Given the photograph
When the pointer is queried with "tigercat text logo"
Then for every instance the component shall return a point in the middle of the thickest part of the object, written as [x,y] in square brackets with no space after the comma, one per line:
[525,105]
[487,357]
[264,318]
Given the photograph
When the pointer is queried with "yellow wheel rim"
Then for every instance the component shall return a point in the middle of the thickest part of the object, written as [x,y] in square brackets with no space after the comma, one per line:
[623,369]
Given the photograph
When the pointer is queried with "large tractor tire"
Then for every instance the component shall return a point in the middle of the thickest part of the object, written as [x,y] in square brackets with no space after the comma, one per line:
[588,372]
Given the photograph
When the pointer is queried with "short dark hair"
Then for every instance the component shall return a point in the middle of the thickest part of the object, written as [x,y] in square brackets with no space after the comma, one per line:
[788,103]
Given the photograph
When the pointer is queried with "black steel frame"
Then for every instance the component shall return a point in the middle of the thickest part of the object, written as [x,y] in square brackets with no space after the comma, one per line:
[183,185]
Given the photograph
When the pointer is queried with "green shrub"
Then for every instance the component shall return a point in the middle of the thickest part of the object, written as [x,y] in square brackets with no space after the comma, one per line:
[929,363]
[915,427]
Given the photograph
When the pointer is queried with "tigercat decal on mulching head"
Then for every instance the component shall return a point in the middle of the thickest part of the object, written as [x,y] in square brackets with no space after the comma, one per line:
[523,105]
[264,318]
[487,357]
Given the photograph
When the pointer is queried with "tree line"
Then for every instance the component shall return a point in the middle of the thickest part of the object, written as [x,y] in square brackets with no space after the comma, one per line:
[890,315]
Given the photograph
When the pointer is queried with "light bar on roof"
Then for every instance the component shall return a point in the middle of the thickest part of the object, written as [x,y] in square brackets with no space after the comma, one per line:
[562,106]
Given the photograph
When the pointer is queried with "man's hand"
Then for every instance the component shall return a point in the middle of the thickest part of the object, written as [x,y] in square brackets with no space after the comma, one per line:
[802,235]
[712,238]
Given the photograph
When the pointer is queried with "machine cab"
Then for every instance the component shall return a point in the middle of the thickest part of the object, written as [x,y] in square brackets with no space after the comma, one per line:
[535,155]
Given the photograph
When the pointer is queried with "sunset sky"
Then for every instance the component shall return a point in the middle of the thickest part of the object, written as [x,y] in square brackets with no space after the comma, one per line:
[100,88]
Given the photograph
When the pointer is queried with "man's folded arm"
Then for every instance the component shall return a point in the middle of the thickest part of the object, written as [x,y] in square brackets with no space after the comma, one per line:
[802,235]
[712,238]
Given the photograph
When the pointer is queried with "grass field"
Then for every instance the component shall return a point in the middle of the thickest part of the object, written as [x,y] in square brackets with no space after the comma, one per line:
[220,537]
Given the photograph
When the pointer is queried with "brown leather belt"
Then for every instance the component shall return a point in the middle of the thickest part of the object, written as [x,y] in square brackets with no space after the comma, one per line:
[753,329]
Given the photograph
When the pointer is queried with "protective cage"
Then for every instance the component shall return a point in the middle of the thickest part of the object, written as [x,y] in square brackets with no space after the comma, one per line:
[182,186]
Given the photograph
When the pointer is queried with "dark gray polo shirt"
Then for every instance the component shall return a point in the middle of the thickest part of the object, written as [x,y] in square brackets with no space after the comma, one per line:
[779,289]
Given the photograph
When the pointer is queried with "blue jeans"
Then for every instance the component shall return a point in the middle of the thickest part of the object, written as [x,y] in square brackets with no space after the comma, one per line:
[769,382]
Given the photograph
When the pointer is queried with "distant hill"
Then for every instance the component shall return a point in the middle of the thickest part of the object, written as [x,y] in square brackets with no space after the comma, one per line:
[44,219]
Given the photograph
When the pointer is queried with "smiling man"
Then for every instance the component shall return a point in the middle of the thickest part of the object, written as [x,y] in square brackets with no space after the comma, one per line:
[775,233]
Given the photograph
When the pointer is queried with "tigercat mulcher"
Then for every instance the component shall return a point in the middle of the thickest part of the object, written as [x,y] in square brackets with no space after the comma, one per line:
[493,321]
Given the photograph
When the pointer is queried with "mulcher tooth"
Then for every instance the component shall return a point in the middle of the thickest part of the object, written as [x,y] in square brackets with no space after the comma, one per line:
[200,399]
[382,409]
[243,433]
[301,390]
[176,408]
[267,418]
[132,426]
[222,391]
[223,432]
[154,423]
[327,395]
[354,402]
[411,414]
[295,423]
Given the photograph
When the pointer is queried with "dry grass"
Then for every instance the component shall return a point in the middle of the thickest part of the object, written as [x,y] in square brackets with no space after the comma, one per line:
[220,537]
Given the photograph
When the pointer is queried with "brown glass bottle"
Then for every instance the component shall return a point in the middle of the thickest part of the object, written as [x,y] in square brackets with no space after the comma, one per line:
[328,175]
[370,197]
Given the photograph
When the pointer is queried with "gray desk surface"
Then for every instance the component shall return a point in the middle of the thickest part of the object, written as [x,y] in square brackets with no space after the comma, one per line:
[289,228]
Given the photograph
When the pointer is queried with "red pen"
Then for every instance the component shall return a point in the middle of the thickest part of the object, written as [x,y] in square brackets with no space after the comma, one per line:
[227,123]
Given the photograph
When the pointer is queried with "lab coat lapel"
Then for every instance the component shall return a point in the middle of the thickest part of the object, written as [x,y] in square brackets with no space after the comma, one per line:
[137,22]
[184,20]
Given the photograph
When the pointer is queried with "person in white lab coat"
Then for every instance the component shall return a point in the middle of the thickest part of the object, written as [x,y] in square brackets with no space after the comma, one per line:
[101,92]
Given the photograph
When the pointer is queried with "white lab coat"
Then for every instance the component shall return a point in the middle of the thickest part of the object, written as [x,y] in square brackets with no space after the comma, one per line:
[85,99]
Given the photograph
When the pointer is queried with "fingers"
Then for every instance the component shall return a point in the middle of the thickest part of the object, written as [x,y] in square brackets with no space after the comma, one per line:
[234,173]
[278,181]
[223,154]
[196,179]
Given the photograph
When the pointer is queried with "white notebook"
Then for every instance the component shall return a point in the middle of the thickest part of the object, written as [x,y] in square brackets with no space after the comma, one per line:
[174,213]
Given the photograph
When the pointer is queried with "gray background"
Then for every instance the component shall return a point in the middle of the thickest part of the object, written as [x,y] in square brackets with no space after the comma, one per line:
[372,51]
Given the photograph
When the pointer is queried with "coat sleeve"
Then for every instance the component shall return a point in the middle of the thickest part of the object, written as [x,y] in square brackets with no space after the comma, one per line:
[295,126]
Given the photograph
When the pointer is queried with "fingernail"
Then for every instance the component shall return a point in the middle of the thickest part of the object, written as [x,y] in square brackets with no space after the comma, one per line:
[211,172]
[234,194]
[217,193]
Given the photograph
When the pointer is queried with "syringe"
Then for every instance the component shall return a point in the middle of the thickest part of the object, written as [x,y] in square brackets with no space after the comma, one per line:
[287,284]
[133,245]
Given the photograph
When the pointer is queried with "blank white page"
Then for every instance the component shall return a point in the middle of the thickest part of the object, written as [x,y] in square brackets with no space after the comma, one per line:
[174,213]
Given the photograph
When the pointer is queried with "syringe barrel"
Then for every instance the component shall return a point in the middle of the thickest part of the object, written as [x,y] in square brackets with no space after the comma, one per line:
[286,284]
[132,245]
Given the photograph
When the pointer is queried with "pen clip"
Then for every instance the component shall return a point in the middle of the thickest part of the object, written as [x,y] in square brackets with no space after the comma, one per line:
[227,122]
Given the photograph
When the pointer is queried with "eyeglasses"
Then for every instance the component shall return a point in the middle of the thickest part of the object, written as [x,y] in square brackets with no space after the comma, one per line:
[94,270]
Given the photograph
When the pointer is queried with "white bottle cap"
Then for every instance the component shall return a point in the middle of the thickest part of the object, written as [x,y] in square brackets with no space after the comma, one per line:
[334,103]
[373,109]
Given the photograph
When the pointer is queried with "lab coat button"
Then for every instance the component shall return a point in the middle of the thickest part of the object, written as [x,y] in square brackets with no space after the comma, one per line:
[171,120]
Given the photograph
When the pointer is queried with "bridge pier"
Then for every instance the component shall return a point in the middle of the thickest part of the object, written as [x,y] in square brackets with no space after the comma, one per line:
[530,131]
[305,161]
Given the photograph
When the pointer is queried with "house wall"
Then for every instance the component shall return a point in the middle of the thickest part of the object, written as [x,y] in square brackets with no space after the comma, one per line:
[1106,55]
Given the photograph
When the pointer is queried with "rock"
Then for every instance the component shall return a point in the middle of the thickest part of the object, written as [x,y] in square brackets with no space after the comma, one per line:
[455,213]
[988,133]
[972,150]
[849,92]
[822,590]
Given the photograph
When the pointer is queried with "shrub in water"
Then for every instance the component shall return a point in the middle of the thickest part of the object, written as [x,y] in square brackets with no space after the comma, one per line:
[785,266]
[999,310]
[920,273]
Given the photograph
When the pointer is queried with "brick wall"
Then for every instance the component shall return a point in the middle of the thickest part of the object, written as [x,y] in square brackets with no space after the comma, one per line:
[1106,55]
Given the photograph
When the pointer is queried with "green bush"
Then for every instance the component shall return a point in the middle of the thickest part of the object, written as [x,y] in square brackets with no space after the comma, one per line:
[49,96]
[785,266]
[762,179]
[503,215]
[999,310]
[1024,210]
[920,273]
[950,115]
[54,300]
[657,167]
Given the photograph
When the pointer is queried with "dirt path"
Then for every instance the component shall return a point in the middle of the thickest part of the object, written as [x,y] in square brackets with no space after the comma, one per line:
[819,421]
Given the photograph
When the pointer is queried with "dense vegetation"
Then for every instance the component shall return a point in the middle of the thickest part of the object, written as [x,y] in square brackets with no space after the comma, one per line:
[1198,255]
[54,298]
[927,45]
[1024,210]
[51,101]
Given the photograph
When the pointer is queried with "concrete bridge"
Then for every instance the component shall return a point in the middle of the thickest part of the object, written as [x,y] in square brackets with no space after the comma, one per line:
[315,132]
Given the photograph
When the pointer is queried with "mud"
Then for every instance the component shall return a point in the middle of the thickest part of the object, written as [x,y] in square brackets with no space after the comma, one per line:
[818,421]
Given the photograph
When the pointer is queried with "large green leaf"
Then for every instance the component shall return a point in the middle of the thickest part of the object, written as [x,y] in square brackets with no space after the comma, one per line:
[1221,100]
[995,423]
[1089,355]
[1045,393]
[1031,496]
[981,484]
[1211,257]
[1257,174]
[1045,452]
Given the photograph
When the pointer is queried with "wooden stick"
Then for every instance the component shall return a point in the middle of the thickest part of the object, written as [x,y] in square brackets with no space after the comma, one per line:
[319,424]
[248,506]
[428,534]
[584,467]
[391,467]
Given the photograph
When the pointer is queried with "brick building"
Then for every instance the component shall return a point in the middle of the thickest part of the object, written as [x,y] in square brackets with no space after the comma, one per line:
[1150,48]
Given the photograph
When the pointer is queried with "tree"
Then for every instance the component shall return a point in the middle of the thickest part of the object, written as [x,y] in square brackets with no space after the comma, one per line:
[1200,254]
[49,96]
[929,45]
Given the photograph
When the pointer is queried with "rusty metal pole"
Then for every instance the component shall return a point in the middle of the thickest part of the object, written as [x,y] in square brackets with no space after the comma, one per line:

-*-

Task to carry out —
Show every line of the listing that contains the word "white".

Solution to this problem —
When the pointer is queried with "person in white lab coat"
When the pointer is queried with "white lab coat"
When the pointer is queried with "white notebook"
When the pointer is queried with "blank white page"
When the pointer is queried with "white bottle cap"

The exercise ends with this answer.